[Referring expression pointing data]
———

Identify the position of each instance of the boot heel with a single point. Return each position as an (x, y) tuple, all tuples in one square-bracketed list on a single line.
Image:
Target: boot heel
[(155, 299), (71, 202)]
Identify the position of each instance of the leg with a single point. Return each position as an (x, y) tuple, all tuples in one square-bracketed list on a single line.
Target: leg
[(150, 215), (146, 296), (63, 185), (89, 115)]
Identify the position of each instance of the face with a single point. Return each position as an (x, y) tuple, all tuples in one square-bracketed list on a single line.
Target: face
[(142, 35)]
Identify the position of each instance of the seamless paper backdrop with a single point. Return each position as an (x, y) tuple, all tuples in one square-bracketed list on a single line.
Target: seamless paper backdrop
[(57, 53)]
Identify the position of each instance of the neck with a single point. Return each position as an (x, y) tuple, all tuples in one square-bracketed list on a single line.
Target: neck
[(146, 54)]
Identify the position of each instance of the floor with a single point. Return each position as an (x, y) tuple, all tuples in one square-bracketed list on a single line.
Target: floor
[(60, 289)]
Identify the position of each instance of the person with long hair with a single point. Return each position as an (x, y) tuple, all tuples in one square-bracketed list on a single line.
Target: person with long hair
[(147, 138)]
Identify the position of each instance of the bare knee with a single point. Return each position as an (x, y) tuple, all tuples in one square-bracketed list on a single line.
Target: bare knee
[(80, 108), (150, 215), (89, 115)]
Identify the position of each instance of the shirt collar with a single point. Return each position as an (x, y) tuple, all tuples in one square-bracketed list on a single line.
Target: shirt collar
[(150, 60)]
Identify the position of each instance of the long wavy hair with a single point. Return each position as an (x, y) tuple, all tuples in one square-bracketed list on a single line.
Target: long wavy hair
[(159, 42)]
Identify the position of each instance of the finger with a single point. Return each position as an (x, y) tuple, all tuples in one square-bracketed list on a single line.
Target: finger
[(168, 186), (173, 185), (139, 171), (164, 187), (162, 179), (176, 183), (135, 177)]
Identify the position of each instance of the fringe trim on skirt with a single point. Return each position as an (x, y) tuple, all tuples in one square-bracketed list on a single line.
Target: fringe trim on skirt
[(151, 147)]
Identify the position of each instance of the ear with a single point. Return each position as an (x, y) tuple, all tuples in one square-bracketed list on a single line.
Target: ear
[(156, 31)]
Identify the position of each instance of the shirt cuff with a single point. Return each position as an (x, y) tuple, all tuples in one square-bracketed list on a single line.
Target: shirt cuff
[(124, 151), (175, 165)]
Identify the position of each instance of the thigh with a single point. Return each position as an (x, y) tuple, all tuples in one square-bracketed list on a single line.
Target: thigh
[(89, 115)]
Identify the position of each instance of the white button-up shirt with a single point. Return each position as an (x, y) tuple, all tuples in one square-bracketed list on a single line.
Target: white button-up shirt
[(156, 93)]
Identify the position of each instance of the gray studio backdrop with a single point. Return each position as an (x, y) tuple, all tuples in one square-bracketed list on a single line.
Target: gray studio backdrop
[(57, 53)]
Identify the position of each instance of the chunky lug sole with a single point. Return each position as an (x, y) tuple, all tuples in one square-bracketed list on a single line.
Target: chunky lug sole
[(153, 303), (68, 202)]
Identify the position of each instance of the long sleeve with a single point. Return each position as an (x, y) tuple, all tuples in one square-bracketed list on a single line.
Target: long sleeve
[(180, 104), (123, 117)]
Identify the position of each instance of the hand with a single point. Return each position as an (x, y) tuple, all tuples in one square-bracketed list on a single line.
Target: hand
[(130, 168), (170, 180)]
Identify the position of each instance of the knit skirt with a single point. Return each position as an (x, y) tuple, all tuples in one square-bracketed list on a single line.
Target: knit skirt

———

▶ **What is needed**: Search the lines above for the string "knit", then show every one that has it.

▶ **Result of the exercise**:
Identify the position of each instance of the knit skirt with a single point. Return each position as an (x, y) tuple, all tuples in one square-bracketed list on a single line.
Target: knit skirt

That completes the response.